Exercise materials>
• • • •

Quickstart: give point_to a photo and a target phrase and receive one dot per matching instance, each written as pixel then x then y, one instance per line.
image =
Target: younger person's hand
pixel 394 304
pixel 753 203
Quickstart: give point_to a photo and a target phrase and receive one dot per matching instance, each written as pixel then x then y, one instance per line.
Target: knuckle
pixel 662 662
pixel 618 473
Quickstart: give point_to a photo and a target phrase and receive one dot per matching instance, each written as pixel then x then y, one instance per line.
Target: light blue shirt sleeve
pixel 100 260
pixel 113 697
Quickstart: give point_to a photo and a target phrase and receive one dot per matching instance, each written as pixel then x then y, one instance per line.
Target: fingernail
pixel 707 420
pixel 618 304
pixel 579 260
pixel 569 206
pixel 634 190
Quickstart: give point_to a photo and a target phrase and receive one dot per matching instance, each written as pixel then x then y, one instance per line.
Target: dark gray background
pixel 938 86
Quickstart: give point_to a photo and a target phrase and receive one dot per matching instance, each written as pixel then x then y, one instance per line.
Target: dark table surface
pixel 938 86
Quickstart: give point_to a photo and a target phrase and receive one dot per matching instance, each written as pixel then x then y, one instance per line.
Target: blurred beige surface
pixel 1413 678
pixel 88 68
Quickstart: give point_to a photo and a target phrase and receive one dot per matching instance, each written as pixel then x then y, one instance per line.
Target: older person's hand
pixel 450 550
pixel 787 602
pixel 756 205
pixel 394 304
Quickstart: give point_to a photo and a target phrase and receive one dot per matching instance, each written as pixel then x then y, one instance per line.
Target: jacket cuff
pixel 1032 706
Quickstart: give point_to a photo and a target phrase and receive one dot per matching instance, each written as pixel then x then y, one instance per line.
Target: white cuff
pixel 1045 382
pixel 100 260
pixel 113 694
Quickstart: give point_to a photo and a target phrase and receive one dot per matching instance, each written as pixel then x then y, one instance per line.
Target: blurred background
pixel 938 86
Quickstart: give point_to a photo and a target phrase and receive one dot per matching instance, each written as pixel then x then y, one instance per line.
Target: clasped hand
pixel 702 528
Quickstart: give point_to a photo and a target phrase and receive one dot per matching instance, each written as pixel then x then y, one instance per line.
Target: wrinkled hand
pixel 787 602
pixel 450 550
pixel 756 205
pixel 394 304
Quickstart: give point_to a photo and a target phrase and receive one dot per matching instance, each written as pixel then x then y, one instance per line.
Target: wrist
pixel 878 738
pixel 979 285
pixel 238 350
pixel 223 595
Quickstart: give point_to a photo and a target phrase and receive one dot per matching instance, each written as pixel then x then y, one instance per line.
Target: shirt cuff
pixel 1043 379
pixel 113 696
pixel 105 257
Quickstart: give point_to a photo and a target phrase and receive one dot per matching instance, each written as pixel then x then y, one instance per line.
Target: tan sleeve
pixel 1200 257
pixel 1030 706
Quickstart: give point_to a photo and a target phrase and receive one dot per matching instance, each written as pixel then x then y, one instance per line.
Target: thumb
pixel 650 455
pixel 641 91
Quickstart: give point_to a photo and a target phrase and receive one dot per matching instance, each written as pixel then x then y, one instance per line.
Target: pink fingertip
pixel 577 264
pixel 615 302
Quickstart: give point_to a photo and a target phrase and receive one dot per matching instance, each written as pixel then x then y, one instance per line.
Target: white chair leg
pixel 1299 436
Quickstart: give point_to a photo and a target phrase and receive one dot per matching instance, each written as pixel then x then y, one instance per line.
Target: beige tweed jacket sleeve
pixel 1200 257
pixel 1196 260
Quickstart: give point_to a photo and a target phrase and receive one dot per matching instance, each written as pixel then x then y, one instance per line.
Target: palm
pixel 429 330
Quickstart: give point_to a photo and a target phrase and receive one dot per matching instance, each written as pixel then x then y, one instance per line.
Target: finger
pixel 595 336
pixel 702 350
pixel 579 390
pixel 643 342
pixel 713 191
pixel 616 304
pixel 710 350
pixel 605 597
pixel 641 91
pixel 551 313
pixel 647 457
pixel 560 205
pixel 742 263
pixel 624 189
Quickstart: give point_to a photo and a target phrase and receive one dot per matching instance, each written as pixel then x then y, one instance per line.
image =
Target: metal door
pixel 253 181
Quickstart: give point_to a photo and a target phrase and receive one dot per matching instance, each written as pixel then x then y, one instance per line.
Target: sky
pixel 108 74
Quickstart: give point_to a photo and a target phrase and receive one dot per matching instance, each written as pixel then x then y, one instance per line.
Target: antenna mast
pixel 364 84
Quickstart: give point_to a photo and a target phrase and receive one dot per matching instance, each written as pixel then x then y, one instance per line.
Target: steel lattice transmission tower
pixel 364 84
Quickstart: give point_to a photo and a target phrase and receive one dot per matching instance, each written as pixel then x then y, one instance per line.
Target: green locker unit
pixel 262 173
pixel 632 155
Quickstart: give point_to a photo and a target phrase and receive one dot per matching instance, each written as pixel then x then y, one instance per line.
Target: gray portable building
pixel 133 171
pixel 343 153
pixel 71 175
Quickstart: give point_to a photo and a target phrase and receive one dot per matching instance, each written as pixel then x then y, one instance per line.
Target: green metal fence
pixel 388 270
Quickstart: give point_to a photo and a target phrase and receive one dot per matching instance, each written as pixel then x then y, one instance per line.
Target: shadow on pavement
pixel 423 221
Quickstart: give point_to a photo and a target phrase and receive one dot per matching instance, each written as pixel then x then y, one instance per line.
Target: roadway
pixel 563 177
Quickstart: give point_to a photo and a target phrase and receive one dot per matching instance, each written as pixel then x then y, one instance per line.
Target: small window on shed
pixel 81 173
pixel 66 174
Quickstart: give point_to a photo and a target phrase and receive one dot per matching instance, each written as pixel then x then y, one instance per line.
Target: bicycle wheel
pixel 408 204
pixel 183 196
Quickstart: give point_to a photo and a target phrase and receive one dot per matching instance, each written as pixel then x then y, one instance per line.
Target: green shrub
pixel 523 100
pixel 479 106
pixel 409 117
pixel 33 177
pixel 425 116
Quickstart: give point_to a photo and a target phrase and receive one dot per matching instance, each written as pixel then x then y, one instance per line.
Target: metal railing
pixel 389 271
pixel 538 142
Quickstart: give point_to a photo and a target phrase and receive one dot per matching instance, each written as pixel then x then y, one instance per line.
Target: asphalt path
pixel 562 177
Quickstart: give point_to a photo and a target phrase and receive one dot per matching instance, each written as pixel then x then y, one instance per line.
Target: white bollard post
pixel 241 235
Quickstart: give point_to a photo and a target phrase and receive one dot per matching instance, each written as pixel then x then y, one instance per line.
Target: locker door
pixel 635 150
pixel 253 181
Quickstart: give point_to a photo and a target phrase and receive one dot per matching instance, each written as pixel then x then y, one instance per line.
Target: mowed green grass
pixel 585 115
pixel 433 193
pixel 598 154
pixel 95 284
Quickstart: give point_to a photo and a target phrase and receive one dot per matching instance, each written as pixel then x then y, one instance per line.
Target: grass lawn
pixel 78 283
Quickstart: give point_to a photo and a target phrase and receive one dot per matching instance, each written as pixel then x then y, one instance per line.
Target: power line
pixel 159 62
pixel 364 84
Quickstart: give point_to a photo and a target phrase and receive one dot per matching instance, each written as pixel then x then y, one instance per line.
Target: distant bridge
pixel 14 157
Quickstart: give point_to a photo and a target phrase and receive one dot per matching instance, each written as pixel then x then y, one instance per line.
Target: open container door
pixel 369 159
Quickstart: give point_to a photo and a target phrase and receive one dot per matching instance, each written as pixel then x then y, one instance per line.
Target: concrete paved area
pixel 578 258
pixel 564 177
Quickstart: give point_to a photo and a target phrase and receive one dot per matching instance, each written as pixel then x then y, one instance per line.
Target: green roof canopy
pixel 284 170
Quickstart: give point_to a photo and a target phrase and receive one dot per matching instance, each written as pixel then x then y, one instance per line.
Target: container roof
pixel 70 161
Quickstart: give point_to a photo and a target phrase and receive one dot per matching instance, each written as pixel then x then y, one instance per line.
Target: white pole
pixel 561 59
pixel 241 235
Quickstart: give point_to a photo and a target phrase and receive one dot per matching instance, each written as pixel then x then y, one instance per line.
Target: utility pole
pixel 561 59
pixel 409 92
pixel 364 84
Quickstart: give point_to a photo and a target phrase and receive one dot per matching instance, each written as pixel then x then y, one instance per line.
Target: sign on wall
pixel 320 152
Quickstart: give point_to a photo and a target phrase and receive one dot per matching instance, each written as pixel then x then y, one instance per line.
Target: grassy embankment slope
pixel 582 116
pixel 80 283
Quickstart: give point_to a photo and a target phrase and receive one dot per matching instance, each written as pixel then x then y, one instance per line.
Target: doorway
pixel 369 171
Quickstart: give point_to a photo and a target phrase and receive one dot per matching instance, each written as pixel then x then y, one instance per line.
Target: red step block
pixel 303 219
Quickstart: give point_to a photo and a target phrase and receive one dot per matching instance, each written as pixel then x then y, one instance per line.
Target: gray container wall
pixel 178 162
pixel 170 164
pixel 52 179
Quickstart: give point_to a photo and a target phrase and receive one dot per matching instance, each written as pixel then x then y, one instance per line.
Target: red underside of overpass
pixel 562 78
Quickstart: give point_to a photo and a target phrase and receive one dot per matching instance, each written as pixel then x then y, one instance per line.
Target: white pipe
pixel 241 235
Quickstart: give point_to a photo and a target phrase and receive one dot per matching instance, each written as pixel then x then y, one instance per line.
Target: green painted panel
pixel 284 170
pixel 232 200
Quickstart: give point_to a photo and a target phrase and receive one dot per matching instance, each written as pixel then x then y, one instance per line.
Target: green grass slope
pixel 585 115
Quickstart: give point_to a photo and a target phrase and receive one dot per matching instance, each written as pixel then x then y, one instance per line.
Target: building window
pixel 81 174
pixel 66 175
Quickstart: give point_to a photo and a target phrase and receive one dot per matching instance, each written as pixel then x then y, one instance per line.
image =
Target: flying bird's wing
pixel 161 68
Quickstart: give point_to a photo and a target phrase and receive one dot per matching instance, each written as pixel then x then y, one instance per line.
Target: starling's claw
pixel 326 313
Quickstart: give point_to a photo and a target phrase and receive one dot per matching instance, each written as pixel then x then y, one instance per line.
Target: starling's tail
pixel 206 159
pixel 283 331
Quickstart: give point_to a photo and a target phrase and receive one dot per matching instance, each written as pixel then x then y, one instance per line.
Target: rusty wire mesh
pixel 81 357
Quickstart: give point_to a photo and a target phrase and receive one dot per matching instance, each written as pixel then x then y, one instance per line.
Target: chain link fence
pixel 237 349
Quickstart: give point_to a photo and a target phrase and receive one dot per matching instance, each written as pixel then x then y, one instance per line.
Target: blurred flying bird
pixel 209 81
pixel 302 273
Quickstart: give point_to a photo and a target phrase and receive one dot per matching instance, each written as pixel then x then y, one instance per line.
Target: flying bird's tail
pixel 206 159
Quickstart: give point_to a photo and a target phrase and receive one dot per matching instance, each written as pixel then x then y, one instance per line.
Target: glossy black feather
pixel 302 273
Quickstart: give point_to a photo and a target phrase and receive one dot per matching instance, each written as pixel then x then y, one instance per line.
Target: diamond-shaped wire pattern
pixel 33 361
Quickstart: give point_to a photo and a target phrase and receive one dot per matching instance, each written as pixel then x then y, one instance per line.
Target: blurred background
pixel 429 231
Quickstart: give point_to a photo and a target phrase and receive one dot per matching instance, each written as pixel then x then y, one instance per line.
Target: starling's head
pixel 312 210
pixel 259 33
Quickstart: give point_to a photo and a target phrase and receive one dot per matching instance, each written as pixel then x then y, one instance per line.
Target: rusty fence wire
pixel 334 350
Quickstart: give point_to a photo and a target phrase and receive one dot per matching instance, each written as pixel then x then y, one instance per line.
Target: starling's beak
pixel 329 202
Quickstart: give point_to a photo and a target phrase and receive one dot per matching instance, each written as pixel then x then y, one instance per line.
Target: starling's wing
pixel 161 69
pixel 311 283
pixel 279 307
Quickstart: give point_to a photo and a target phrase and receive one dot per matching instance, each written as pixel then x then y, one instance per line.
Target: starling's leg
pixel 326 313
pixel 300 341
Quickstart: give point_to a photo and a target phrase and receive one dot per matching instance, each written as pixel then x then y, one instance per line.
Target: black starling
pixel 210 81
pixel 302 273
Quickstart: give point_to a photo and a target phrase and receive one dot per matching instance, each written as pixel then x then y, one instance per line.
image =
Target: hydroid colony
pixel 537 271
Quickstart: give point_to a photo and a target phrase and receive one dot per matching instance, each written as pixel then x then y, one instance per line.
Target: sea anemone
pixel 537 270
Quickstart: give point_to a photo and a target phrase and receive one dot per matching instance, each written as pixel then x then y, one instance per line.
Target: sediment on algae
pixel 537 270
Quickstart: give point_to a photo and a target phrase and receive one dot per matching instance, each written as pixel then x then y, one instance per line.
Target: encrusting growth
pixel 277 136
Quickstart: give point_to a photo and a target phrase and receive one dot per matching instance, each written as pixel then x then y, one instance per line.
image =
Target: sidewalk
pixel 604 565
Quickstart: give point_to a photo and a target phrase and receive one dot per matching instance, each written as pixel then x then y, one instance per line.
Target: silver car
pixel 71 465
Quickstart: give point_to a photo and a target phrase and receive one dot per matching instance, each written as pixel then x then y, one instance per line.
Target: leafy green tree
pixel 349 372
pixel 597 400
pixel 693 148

• • • •

Required work> Report every line in the listing above that contains the word "fence", treating uppercase and lowercase as different.

Worked answer>
Target: green metal fence
Target: chain link fence
Target: rusty fence wire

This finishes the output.